Provided passage:
BEGIN

It’s not an easy read. Trust me, this book is not for the lazy. The payoffs, however, are great.

I held off moving on to read The Confusion for reasons having to do with summer and travel and logistics. I picked it up (on the Kindle, a big improvement) about a month ago, and the great payoffs really came home. Eliza is smack in the middle of everything, from Louis XIV’s court at Versailles to the machinations of war between England and Holland. There’s more business on boats, but finally Stephenson seems to have gained some balance (or a better editor) so that he doesn’t have to draw us a freakin’ blueprint of the poop deck every time someone walks on it. Don’t get me wrong — I love this author, but he really needed a ruthless editor for Quicksilver, and clearly that’s not what he had.

Now I’m reading The System of the World, and Daniel is back on center stage (and back in London), and although there have been some instances of “Please don’t give me turn-by-turn directions for walking from the Tower Bridge to some back alley a mile away, because I really, really don’t care,” for the most part the story has been nipping along nicely, and I can’t wait to get to the parts about longitude! (There — I’ve exposed my inner geek.)

What I think is so brilliant about these books is the scope and scale. (Puritans! “The Pretender”! Pirates!) The best historic novels always have that — they tend toward vastness — but Stephenson has, I think, exceeded all previous parameters. Jack has sailed around the world, for heaven’s sake! (Well, for Eliza’s sake, really.) He experienced the Spanish Inquisition in Mexico! He anchored off the shores of Japan! Frequently seen characters include not only Louis XIV and William of Orange but also Leibniz and Isaac Newton — and both of them are frequently prominent in the story!

END

Data section:
BEGIN

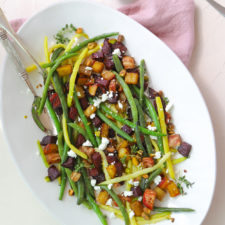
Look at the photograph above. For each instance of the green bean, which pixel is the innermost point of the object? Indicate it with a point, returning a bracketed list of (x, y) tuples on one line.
[(129, 96), (119, 203), (84, 120), (56, 54), (117, 63), (143, 130), (35, 115), (97, 210), (143, 124), (86, 42), (80, 191), (138, 140), (48, 80), (114, 126), (79, 130), (53, 116), (153, 175), (42, 154), (164, 209), (89, 188), (142, 72), (60, 92), (63, 172), (153, 115)]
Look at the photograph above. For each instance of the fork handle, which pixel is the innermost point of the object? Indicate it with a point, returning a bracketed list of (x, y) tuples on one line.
[(10, 49), (4, 23)]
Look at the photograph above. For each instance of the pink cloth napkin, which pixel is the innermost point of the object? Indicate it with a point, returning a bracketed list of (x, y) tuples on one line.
[(171, 20)]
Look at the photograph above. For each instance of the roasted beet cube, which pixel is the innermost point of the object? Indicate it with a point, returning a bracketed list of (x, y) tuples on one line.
[(184, 149), (53, 172), (136, 191), (112, 133), (119, 168), (80, 140), (84, 103), (100, 178), (109, 64), (69, 163), (114, 98), (111, 159), (152, 93), (106, 48), (98, 56), (120, 46), (127, 129), (73, 113), (48, 140), (97, 160), (102, 82), (93, 172)]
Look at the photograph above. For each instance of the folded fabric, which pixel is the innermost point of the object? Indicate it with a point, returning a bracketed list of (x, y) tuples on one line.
[(171, 20)]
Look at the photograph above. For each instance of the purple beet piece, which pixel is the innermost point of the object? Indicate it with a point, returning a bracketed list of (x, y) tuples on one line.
[(53, 172), (97, 160), (152, 93), (111, 133), (136, 191), (96, 121), (102, 82), (69, 163), (80, 140), (48, 140), (100, 178), (93, 172), (98, 56), (114, 98), (106, 48), (184, 149), (84, 103), (127, 129), (119, 168), (109, 64), (120, 46)]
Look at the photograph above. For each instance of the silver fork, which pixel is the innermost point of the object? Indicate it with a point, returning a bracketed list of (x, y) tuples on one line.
[(217, 6)]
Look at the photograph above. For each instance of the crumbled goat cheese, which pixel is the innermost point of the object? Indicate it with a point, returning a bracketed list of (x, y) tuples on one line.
[(157, 155), (88, 68), (120, 105), (72, 154), (136, 183), (92, 116), (112, 215), (104, 143), (131, 214), (117, 52), (157, 180), (110, 186), (109, 202), (128, 193), (93, 182), (151, 128), (87, 143)]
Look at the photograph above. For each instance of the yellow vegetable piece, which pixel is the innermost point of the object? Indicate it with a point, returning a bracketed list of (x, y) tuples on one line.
[(165, 138), (67, 140), (74, 75), (138, 173)]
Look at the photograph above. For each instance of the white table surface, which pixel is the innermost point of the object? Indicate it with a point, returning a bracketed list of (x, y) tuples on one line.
[(17, 203)]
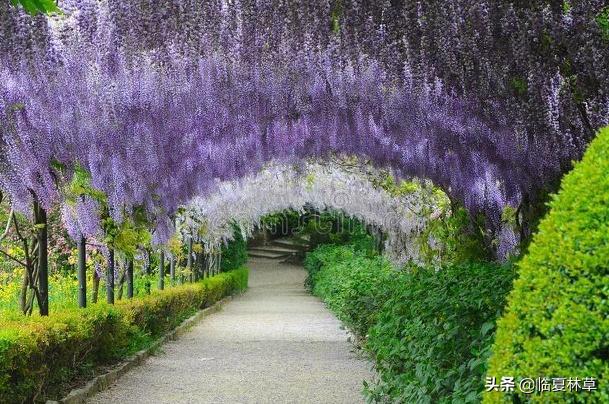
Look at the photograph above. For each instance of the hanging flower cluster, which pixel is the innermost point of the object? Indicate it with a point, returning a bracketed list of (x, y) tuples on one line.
[(159, 99), (321, 186)]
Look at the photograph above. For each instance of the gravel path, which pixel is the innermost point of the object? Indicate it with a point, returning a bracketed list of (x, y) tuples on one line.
[(274, 344)]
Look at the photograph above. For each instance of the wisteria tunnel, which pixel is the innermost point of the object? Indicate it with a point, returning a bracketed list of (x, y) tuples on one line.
[(152, 136)]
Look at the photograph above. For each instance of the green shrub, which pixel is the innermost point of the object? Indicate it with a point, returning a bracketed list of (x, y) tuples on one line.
[(39, 355), (429, 332), (557, 321)]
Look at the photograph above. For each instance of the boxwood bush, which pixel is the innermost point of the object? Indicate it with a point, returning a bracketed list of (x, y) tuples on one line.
[(41, 356), (428, 331), (557, 321)]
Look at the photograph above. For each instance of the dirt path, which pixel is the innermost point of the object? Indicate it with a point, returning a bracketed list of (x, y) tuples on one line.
[(274, 344)]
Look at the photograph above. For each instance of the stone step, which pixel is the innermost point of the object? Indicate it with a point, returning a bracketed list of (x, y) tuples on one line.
[(258, 254)]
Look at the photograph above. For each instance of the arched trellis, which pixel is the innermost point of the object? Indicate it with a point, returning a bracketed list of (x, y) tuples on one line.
[(320, 185)]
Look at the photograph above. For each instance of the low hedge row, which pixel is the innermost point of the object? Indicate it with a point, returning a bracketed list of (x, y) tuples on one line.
[(42, 356), (429, 332), (556, 324)]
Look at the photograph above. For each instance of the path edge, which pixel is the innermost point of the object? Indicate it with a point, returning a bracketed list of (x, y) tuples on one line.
[(105, 380)]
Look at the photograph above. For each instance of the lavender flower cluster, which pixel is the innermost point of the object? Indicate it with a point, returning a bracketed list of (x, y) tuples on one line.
[(490, 100)]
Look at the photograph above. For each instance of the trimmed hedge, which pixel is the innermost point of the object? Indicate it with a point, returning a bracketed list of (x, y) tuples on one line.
[(41, 356), (557, 321), (429, 332)]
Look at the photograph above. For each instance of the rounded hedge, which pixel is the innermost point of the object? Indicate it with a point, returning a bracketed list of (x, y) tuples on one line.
[(557, 321)]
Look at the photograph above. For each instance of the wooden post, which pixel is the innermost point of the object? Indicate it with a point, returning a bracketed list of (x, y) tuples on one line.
[(130, 279), (162, 270), (82, 272), (43, 258), (110, 277)]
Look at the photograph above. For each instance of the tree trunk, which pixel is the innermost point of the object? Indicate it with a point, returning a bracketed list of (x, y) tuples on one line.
[(82, 272), (95, 292), (130, 279), (162, 270)]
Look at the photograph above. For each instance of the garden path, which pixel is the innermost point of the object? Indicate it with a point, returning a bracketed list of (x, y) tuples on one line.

END

According to the review of Stephenson's novels, why did the writer put off starting The Confusion? Answer in one to three sentences.

The writer held off on The Confusion for reasons having to do with summer, travel and logistics. The writer finally picked it up on the Kindle about a month ago.